Reproduce every line of the data below, character for character.

THE INPUT —

━━━━━━

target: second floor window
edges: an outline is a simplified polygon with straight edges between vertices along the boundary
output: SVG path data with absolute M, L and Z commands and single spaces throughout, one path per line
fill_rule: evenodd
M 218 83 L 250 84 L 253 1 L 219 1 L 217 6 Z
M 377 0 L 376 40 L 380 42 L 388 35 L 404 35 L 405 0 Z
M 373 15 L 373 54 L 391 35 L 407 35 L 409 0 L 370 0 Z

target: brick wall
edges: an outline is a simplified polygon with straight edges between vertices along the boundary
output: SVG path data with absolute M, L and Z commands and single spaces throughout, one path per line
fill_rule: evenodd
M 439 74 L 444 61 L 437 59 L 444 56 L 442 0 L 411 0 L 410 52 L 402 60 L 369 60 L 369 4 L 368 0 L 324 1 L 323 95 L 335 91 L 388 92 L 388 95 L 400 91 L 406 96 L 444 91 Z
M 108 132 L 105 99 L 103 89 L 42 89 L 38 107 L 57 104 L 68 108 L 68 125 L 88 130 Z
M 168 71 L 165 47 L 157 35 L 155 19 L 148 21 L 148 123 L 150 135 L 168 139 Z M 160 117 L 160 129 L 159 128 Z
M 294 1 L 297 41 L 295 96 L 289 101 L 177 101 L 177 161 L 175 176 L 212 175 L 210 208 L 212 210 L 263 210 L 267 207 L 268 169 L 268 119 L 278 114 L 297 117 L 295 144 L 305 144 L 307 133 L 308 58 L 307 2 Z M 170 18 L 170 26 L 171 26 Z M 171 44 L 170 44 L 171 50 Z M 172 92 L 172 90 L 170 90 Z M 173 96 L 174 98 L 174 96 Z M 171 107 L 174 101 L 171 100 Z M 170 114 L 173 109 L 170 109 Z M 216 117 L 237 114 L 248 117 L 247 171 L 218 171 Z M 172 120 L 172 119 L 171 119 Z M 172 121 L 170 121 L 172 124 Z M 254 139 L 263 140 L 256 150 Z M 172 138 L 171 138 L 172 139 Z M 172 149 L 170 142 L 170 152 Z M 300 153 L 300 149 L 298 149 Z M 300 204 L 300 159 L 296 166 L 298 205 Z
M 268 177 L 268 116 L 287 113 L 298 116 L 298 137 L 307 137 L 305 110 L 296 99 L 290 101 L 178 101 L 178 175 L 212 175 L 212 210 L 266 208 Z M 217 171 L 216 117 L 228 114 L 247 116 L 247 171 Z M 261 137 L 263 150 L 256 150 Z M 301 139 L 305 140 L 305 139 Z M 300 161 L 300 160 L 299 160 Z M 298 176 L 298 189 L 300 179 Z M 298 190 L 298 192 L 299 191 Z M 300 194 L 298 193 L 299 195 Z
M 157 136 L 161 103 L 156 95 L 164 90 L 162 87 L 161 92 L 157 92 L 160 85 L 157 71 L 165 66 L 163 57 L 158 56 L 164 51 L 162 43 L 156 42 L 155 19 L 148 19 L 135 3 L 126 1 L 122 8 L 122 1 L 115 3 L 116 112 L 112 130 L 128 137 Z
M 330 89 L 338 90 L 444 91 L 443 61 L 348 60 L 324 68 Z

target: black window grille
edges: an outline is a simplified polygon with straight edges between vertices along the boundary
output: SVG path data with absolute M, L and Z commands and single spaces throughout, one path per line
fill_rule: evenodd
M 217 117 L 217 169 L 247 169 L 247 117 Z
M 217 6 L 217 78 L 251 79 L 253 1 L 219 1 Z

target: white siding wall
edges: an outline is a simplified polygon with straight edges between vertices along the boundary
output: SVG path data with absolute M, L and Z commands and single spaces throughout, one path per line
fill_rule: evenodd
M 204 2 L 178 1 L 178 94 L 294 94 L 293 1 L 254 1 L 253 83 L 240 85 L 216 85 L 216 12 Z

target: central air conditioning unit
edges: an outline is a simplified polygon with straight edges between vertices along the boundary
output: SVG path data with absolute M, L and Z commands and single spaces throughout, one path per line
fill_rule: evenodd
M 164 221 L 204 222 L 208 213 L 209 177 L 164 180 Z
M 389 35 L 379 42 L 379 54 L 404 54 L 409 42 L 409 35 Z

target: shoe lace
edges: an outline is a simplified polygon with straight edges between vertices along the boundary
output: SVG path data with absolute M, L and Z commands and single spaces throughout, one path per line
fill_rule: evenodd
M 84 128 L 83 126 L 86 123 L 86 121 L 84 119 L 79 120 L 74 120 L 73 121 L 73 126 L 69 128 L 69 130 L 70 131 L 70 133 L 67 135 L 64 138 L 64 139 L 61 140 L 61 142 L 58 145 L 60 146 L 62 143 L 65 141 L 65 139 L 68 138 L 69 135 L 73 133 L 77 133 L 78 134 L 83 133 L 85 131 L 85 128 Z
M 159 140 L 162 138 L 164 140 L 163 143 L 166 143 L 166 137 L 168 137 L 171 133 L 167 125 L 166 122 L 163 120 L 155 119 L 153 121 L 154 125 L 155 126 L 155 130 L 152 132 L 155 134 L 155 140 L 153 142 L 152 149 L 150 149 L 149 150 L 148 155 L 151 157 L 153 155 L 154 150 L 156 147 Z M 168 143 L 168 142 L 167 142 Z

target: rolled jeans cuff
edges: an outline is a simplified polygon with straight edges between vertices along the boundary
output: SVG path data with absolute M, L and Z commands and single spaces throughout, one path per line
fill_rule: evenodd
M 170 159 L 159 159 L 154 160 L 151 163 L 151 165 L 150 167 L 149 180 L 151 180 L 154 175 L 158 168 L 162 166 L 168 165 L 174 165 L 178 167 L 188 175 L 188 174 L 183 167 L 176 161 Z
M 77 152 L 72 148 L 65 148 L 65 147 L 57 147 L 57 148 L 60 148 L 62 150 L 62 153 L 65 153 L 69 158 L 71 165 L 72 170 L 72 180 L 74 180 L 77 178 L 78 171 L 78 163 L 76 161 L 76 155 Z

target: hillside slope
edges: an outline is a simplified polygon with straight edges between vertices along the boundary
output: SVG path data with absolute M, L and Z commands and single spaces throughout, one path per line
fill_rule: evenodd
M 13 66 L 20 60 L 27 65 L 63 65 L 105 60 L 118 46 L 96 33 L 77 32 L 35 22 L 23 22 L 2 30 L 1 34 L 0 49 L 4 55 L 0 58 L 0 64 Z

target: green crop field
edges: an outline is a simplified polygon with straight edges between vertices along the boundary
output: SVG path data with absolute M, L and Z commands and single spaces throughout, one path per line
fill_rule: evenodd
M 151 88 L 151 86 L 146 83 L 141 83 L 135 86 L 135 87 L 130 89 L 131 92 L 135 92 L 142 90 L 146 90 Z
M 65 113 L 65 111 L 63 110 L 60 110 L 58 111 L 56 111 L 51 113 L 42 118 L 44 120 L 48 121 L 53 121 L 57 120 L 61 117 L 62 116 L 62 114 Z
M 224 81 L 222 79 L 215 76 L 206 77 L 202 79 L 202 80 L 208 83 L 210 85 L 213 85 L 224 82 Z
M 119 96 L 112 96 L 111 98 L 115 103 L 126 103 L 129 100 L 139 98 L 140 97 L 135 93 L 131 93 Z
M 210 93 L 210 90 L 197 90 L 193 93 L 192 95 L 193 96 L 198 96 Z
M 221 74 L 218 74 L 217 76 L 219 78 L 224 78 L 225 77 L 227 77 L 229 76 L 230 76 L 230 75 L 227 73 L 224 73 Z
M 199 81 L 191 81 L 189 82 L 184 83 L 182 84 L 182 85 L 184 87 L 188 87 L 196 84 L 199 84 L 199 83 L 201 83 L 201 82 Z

━━━━━━

THE RESULT —
target: second floor window
edges: an outline is a simplified polygon with straight edges between vertices along the boundary
output: SVG path data with absolute M, L and Z commands and single spaces throughout, one path per line
fill_rule: evenodd
M 218 83 L 250 84 L 253 1 L 219 1 L 217 6 Z
M 377 0 L 376 40 L 380 42 L 388 35 L 404 35 L 405 0 Z
M 373 15 L 373 54 L 391 35 L 407 35 L 409 0 L 370 0 Z

target: brick wall
edges: an outline is a simplified polygon with straight edges between vertices along the boundary
output: SVG path data with absolute M, L and Z commands and single spaces throughout, one path per line
fill_rule: evenodd
M 439 74 L 444 61 L 437 59 L 444 56 L 442 0 L 411 0 L 410 52 L 402 60 L 369 60 L 369 4 L 368 0 L 324 1 L 323 95 L 335 91 L 388 92 L 388 95 L 400 91 L 406 96 L 444 91 Z
M 108 132 L 105 99 L 103 89 L 42 89 L 38 107 L 57 104 L 68 108 L 68 125 L 88 130 Z
M 168 71 L 165 47 L 157 35 L 155 19 L 148 21 L 148 123 L 150 135 L 168 139 Z M 160 117 L 160 129 L 159 128 Z
M 294 1 L 297 41 L 295 96 L 289 101 L 177 101 L 177 161 L 175 176 L 212 175 L 210 208 L 212 210 L 263 210 L 267 207 L 268 169 L 268 119 L 278 114 L 297 117 L 295 144 L 305 144 L 307 133 L 308 58 L 307 2 Z M 170 18 L 170 26 L 171 26 Z M 171 44 L 170 44 L 171 50 Z M 172 92 L 172 90 L 170 90 Z M 173 96 L 174 98 L 174 96 Z M 171 107 L 174 101 L 171 100 Z M 170 114 L 173 109 L 170 109 Z M 216 117 L 237 114 L 248 117 L 247 171 L 218 171 Z M 172 120 L 172 119 L 171 119 Z M 172 121 L 170 121 L 172 124 Z M 254 139 L 263 140 L 256 150 Z M 172 138 L 171 138 L 172 139 Z M 172 149 L 170 142 L 170 152 Z M 300 153 L 300 149 L 298 149 Z M 300 204 L 300 159 L 296 166 L 298 205 Z
M 268 177 L 268 116 L 287 113 L 298 116 L 298 137 L 307 137 L 305 110 L 296 99 L 290 101 L 178 101 L 178 175 L 212 175 L 212 210 L 266 208 Z M 217 171 L 216 117 L 228 114 L 247 116 L 247 171 Z M 261 137 L 263 150 L 256 150 Z M 301 139 L 305 140 L 305 139 Z M 300 161 L 300 160 L 299 160 Z M 298 176 L 298 189 L 300 179 Z M 298 190 L 298 192 L 299 191 Z M 300 194 L 298 193 L 299 195 Z
M 157 136 L 161 103 L 156 95 L 164 90 L 162 87 L 161 92 L 157 92 L 160 85 L 157 71 L 165 66 L 163 57 L 158 56 L 164 51 L 162 43 L 156 42 L 155 19 L 148 19 L 135 3 L 126 1 L 122 8 L 122 1 L 115 3 L 116 112 L 112 130 L 128 137 Z
M 330 89 L 338 90 L 444 91 L 443 61 L 348 60 L 324 68 Z

target: black window grille
edges: an outline is a simplified polygon with straight edges between vertices along the boundary
output: SVG path data with absolute M, L and Z commands and single spaces throughout, one path per line
fill_rule: evenodd
M 217 117 L 217 169 L 247 169 L 247 117 Z
M 217 6 L 217 78 L 251 79 L 253 1 L 219 1 Z

target: white siding wall
edges: an outline is a simplified polygon with straight edges between vertices along the boundary
output: SVG path data with absolute M, L and Z commands and single spaces throughout, one path per line
fill_rule: evenodd
M 204 2 L 178 1 L 178 94 L 294 94 L 293 1 L 254 1 L 253 83 L 240 85 L 216 85 L 216 12 Z

target: central air conditioning unit
edges: an outline is a simplified polygon with straight edges between vertices along the boundary
output: SVG path data with absolute M, L and Z commands and single spaces throughout, one path per line
fill_rule: evenodd
M 164 221 L 204 222 L 208 213 L 209 177 L 164 180 Z
M 389 35 L 379 42 L 379 54 L 404 54 L 409 42 L 409 35 Z

target: shoe lace
edges: an outline is a simplified polygon with straight edges between vertices along the boundary
output: SVG path data with absolute M, L and Z commands and single spaces throughout, one path per line
fill_rule: evenodd
M 84 128 L 83 126 L 86 123 L 86 121 L 84 119 L 79 120 L 74 120 L 73 121 L 73 126 L 69 128 L 69 130 L 70 131 L 70 133 L 67 135 L 64 138 L 64 139 L 61 140 L 61 142 L 58 145 L 60 146 L 62 143 L 65 141 L 65 139 L 68 138 L 69 135 L 73 133 L 77 133 L 78 134 L 83 133 L 85 131 L 85 128 Z
M 159 140 L 162 138 L 164 140 L 163 143 L 166 143 L 166 137 L 168 137 L 171 133 L 167 125 L 166 122 L 163 120 L 155 119 L 153 121 L 154 125 L 155 126 L 155 130 L 152 132 L 155 134 L 155 140 L 153 142 L 152 149 L 150 149 L 149 150 L 148 155 L 151 157 L 153 155 L 154 150 L 156 147 Z M 168 143 L 168 142 L 167 142 Z

target: rolled jeans cuff
edges: an outline is a simplified polygon with straight edges between vertices along the boundary
output: SVG path data with absolute M, L and Z commands and single spaces throughout, one path per line
fill_rule: evenodd
M 170 159 L 159 159 L 154 160 L 151 163 L 151 165 L 150 167 L 149 180 L 151 180 L 154 175 L 158 168 L 162 166 L 168 165 L 174 165 L 178 167 L 188 175 L 188 174 L 183 167 L 176 161 Z
M 77 152 L 72 148 L 65 148 L 65 147 L 57 147 L 57 148 L 60 148 L 62 150 L 62 153 L 65 153 L 69 158 L 71 165 L 72 170 L 72 180 L 74 180 L 77 178 L 78 171 L 78 163 L 76 161 L 76 155 Z

target: hillside slope
edges: an outline is a simplified polygon with straight edges between vertices along the boundary
output: SVG path data with absolute M, L and Z commands and single spaces throughout, one path per line
fill_rule: evenodd
M 13 66 L 20 60 L 27 65 L 63 65 L 105 60 L 118 46 L 96 33 L 77 32 L 35 22 L 23 22 L 2 30 L 1 34 L 0 49 L 4 55 L 0 58 L 0 64 Z

target: green crop field
edges: an outline is a simplified polygon with straight edges between vertices along the boundary
output: SVG path data with absolute M, L and Z commands and single spaces throughout, one path per line
fill_rule: evenodd
M 151 88 L 151 86 L 146 83 L 141 83 L 135 86 L 135 87 L 130 89 L 131 92 L 135 92 L 142 90 L 146 90 Z
M 65 113 L 65 111 L 63 110 L 60 110 L 58 111 L 56 111 L 51 113 L 42 118 L 44 120 L 48 121 L 53 121 L 57 120 L 61 117 L 62 116 L 62 114 Z
M 224 81 L 222 79 L 215 76 L 206 77 L 202 79 L 202 80 L 208 83 L 210 85 L 213 85 L 224 82 Z
M 119 96 L 112 96 L 111 98 L 115 103 L 126 103 L 129 100 L 139 98 L 140 97 L 135 93 L 131 93 Z
M 210 93 L 210 90 L 197 90 L 193 93 L 192 95 L 193 96 L 198 96 Z
M 221 74 L 218 74 L 217 76 L 219 78 L 224 78 L 225 77 L 227 77 L 229 76 L 230 76 L 230 75 L 227 73 L 224 73 Z
M 199 81 L 191 81 L 189 82 L 184 83 L 182 84 L 182 85 L 184 87 L 188 87 L 196 84 L 199 84 L 199 83 L 201 83 L 201 82 Z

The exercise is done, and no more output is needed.